▶ **The exercise**
Can you rewrite the records below with every "sitting on" changed to "placed on" and nothing else altered?

Object pointing dataset rows
++++++++++++++++++++
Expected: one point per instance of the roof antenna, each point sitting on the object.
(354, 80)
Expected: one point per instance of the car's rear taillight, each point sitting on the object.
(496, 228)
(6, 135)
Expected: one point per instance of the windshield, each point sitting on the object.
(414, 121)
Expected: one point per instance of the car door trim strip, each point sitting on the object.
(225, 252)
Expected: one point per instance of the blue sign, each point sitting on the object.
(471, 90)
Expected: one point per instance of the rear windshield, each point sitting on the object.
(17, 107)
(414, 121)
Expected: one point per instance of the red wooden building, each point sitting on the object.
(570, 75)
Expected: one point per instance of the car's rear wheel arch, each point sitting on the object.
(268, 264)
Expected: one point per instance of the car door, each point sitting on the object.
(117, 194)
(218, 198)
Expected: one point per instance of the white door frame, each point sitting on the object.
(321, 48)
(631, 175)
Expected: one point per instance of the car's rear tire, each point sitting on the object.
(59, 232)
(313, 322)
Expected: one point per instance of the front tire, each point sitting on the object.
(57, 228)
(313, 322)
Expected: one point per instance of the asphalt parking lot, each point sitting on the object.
++++++++++++++++++++
▶ **Answer to this task**
Expected: one point per instance of the roof antenna, each point placed on the object.
(354, 80)
Expected: one point per instance of the car's rear taillight, each point placed on the object.
(496, 228)
(6, 135)
Expected: one point per instance of the windshield, each point placed on the object.
(414, 121)
Expected: one point per instance of the car door trim strip, each point placed on the object.
(225, 252)
Expected: one point per instance of the blue sign, each point placed on the object.
(471, 90)
Expected: one point per instance of the rear windshield, each point placed on the object.
(17, 107)
(414, 121)
Expected: one point per instance of the red wooden building, each point placed on the object.
(570, 75)
Expected: one point per instance of the car's rear wheel arch, each point placed on the object.
(268, 264)
Expected: one point per instance of the car door, each point placed on the object.
(117, 194)
(218, 198)
Expected: one point per instance of the white door frame, each point placed on the object.
(321, 48)
(631, 175)
Expected: one point per instance of the car's rear tire, each point placed on the object.
(59, 232)
(313, 322)
Expected: one point per instance of the front tire, each point placed on the object.
(57, 228)
(313, 322)
Expected: one point per instance of the asphalt parking lot, each point placed on the object.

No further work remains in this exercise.